[WORK INSTRUCTION]:
Copy out the entries below exactly as they stand, but only from the line containing "Question. The photograph above contains instances of the reed" through the line containing "Question. The photograph above contains instances of the buoy".

[Natural language region descriptions]:
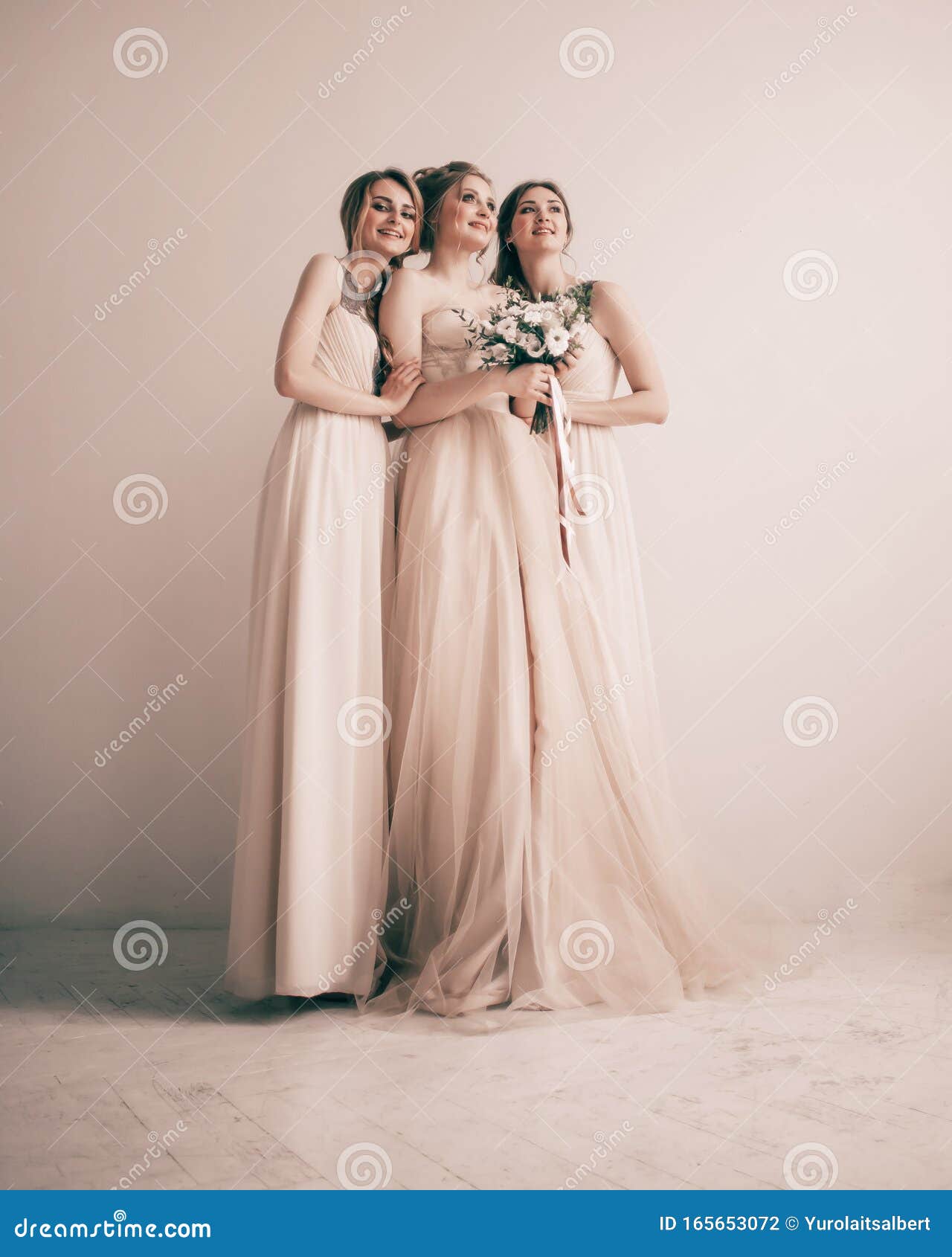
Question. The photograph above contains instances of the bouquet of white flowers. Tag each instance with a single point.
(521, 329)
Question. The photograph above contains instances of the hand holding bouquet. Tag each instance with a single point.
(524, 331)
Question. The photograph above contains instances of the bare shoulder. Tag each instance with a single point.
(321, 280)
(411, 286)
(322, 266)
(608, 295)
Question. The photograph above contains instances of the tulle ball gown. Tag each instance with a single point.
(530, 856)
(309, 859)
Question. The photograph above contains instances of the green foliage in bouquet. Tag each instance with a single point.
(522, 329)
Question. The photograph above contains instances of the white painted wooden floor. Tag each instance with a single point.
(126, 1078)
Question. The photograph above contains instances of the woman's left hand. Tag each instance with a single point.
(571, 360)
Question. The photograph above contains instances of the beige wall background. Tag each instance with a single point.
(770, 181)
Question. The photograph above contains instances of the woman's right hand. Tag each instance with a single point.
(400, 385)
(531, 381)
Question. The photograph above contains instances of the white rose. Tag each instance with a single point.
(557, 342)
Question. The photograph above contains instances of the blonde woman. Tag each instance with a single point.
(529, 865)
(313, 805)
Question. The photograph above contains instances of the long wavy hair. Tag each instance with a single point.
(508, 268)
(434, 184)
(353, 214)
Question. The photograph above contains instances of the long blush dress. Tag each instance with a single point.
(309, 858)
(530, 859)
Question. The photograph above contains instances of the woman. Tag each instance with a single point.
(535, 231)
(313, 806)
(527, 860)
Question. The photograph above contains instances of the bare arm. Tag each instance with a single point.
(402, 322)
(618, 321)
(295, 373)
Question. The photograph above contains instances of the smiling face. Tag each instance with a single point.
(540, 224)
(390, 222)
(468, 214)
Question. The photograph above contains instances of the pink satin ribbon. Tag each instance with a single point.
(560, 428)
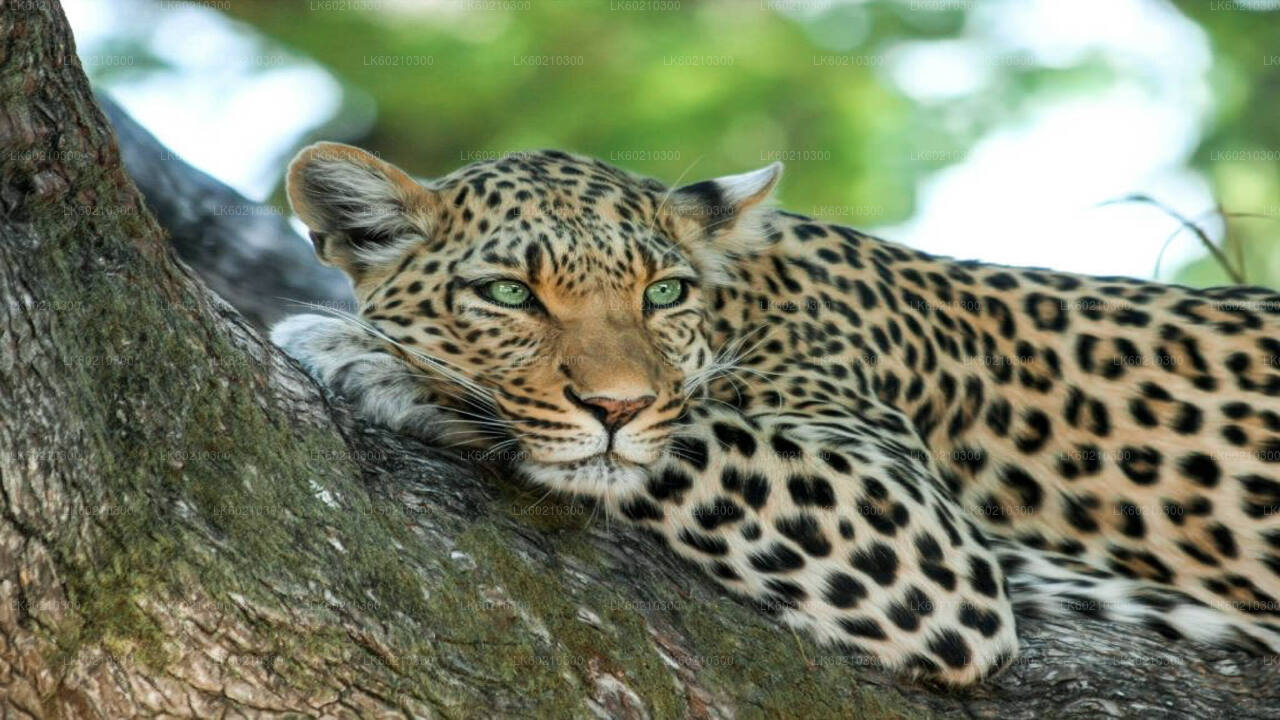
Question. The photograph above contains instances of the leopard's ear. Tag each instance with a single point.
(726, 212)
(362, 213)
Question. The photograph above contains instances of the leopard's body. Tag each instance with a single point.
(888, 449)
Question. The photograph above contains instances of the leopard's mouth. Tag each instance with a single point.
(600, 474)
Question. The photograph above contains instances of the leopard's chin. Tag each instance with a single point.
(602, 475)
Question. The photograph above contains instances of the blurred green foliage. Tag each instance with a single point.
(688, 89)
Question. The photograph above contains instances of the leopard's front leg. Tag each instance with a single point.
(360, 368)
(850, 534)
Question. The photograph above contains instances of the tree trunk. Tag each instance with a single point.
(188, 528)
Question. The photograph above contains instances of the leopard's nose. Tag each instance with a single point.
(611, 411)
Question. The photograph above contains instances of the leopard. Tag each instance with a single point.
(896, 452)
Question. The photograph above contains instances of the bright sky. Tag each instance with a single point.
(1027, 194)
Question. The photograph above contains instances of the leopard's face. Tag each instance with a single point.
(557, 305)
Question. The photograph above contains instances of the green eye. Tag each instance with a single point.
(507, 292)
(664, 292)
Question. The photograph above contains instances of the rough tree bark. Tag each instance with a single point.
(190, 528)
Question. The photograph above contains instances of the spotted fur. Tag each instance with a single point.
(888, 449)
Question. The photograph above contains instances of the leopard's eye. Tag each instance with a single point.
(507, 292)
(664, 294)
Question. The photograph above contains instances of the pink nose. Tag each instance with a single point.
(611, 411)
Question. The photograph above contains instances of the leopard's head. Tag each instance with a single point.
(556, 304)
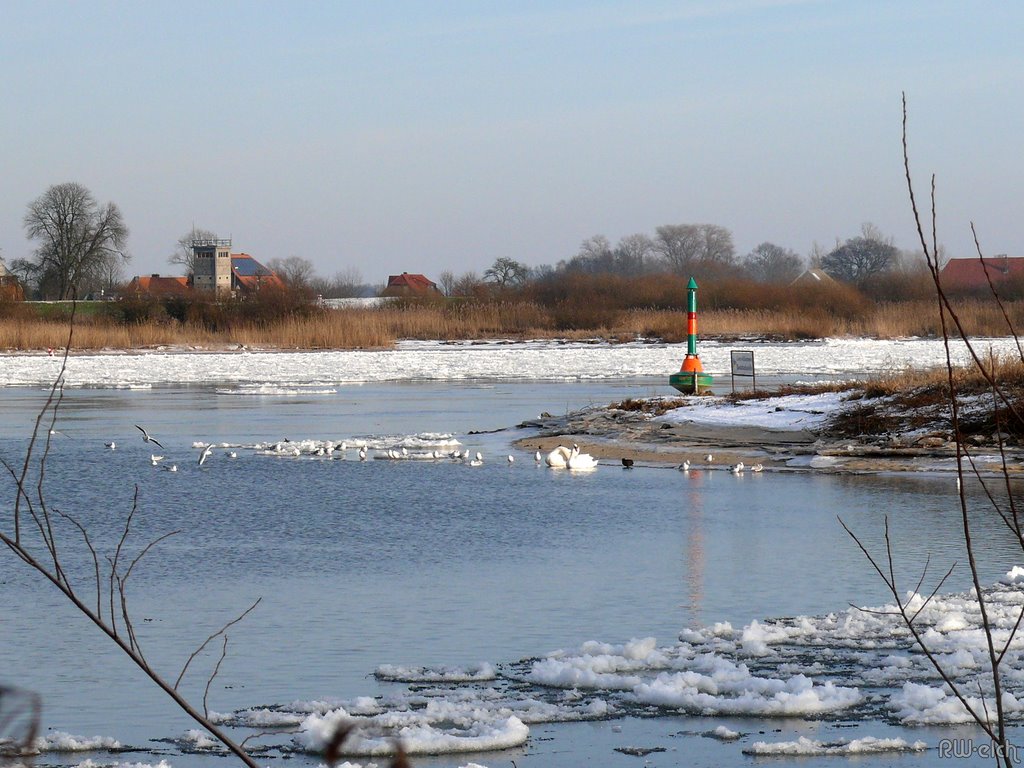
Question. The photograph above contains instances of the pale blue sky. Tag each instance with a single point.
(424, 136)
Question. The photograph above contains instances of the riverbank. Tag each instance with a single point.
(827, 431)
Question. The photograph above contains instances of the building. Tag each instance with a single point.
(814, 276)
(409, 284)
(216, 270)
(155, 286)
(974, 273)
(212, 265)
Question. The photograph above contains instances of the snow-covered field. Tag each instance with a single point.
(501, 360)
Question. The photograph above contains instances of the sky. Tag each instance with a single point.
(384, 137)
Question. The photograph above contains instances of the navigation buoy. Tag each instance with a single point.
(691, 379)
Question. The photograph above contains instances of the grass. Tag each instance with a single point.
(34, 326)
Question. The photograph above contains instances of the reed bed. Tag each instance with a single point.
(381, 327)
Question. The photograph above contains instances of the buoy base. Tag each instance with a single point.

---

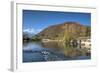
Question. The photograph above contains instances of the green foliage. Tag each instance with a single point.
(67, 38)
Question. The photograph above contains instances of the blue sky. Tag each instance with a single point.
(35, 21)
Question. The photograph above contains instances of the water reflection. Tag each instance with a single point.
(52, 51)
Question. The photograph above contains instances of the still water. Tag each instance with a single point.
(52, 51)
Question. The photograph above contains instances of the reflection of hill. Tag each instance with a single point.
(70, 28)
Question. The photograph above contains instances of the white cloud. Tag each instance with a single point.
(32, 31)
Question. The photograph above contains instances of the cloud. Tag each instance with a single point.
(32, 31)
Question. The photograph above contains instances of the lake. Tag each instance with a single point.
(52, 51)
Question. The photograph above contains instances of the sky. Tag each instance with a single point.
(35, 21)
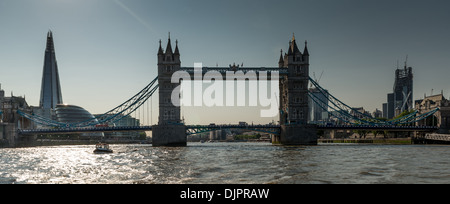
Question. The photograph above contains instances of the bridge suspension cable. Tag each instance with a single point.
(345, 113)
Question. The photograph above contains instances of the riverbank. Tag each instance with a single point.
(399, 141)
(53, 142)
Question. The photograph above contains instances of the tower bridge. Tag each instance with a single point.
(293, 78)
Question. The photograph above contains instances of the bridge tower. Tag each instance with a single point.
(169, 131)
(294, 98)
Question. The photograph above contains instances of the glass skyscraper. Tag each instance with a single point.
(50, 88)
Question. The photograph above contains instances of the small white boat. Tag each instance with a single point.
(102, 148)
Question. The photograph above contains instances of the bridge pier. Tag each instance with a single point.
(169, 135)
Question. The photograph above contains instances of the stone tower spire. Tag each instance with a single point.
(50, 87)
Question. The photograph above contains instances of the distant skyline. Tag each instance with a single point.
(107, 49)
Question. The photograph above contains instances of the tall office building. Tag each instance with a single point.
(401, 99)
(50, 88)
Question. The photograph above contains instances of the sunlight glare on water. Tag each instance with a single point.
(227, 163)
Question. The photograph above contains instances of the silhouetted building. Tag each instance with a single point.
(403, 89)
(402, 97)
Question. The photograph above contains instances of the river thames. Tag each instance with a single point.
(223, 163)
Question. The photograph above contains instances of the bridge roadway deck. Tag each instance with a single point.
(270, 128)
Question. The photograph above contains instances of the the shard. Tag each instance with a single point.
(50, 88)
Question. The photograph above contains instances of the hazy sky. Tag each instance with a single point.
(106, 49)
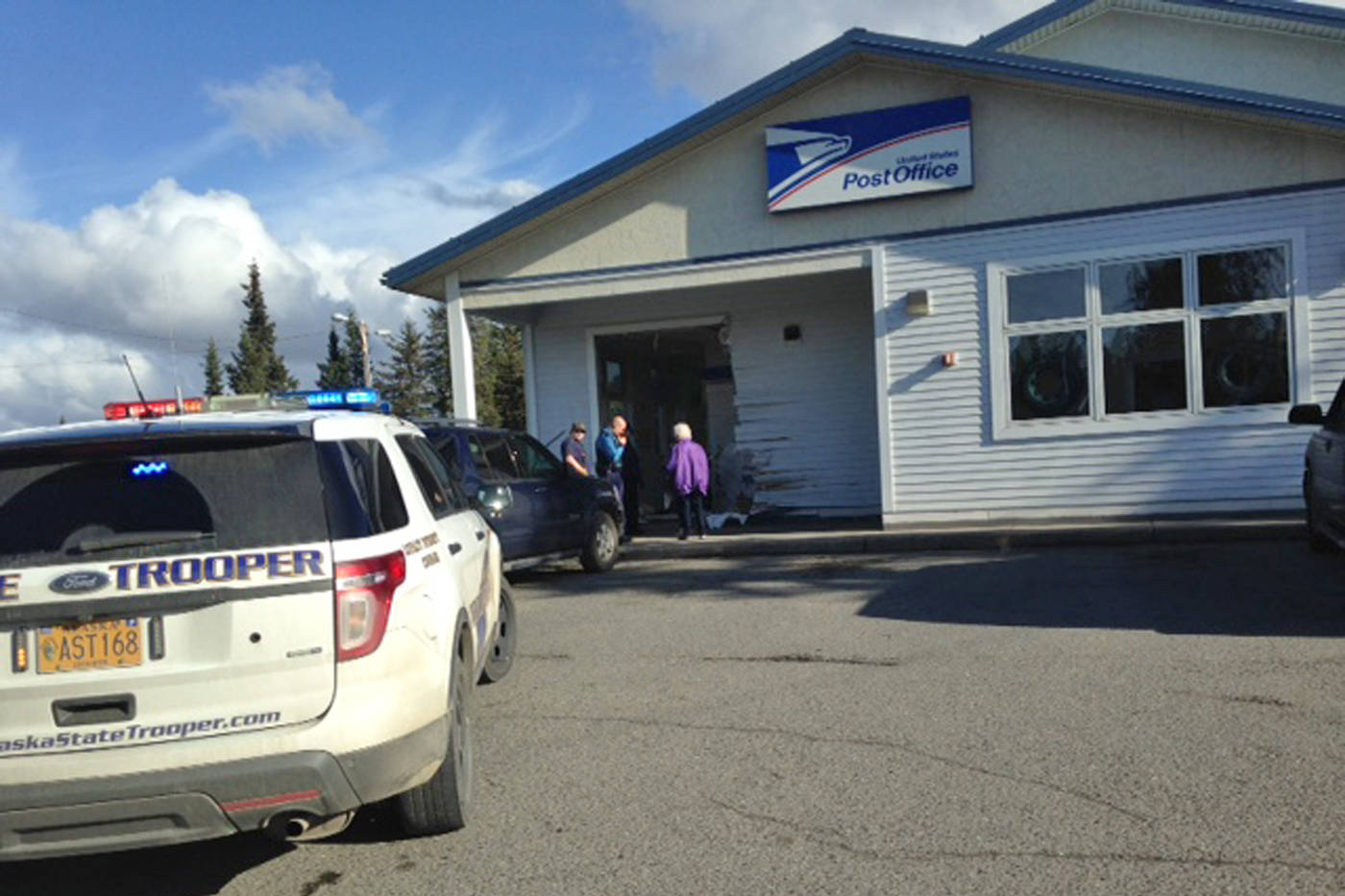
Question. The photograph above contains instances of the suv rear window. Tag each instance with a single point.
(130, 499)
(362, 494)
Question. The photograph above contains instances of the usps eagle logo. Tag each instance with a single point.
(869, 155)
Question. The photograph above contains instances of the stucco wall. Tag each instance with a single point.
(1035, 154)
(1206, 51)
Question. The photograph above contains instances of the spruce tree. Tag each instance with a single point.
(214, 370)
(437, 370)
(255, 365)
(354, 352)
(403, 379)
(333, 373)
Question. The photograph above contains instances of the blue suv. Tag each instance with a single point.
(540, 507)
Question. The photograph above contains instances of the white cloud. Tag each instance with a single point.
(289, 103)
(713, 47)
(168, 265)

[RESULT OF THE EXERCISE]:
Question. The photograph above contains instances of the reed bed. Tag each instance with a single point.
(381, 327)
Question. The photograph above contains instances of the buoy base. Tag each instance with a single point.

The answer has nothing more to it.